Теория Большого Взрыва и её последствия для литературной эволюции. Полемика по следам последних выпусков «Легкой кавалерии»

Дмитрий Бавильский — прозаик, критик, эссеист. Родился в Челябинске, живет в Челябинске и Москве. Автор нескольких книг прозы и многочисленных статей об искусстве. Лауреат Премии Андрея Белого и дважды лауреат премии «Нового мира». С 2014 по сентябрь 2017 работал редактором трех отделов («Музеи», «Реставрация», «Книги») в ежемесячной газете «The Art Newspaper Russia». Редактор раздела «Библиотечка эгоиста» литературно-критического и общественно-философского сетевого журнала «Топос» (2001—2012). В 2010 — 2016 годах вел отдел прозы в сетевом журнале «Окно». Член редакционного совета журналов «Урал» и «Новый берег». Проза переведена на многие языки мира. 


Теория Большого Взрыва и её последствия для литературной эволюции

Полемика по следам последних выпусков «Легкой кавалерии»

 

Когда говорят о том, что коммерческое чтиво тоже может быть «высокой литературой», вспоминают обычно «Преступление и наказание».

Детектив? Детектив.

Популярностью пользовался?

Ещё какой — раз до сих пор аж в школьной программе.

Проблема лишь в том, что такая точка зрения лишена историко-культурной корректности: литература во времена Достоевского существовала и сейчас существует в разных агрегатных состояниях.

Скажем, раньше (не то что теперь) она могла себе позволить стремление к универсальности.

Ну то есть к всеохватности, когда роман заключает в себе «целый мир».

Или же, хотя бы, претензию к такому объятью, вместо нынешней детализации и углубления отдельных тем, взятых наособицу («роман воспитания», «роман карьеры», «производственный роман», «иронический детектив» и так до бесконечности)…

Раньше-то эпос был явно шире любых жанровых обозначений.

И, если вернуться к «Преступлению и наказанию», дело, во-первых, в мировоззренческой цельности эпохи Достоевского, где если ты «почвенник» или «государственник», то уж точно глыба из «крови и почвы», «бури и натиска», а не вот это вот современное «колебание вслед за линией партии», короткими перебежками.

Недавно читал замечательную книгу Анджея Валицкого «В кругу консервативной утопии» («НЛО», 2019), поляка, написавшего наиболее полную и последовательную историю российского славянофильства.

И, несмотря на свои ярко выраженные либеральные устремления, постоянно поражался тонкости и точности замечаний, например, Хомякова и Ивана Киреевского, Чаадаева или Константина Аксакова.

Обаяние и сила ума, стремящихся объяснить строение мира с помощью универсальной отмычки, разумеется, увлекает — но ровно до тех времён, пока не пересядешь в карету мыслителей иной направленности, чтобы стать экзистенциалистом вместе с Кьеркегором или же диалектиком с Гегелем.

Предоставленные записи:

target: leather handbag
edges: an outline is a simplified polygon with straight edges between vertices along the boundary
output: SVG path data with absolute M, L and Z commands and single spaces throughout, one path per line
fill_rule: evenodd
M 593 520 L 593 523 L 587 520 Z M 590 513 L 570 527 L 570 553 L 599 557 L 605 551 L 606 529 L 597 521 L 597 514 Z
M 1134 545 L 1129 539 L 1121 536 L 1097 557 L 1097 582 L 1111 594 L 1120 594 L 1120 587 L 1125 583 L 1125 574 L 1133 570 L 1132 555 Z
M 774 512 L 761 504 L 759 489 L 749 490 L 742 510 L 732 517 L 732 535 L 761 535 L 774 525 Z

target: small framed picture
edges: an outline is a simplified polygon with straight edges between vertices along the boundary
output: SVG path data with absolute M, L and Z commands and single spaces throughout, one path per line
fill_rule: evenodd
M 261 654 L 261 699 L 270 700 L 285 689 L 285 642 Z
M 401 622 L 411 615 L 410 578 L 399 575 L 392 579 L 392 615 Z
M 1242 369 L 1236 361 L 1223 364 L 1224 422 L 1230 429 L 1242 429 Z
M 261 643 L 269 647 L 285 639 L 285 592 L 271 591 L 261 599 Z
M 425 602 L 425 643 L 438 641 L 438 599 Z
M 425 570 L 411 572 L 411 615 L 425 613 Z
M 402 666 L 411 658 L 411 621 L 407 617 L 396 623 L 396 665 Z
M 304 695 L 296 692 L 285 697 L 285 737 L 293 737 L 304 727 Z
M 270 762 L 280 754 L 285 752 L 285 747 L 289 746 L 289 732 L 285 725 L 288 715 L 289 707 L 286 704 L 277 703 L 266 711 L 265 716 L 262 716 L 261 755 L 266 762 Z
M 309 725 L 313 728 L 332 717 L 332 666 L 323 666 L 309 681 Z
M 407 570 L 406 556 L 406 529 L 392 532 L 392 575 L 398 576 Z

Что требуется:
Укажите, историю чего, согласно отрывку страницы, написал Анджей Валицкий.

Ответ на задание:
Наиболее полную и последовательную историю российского славянофильства.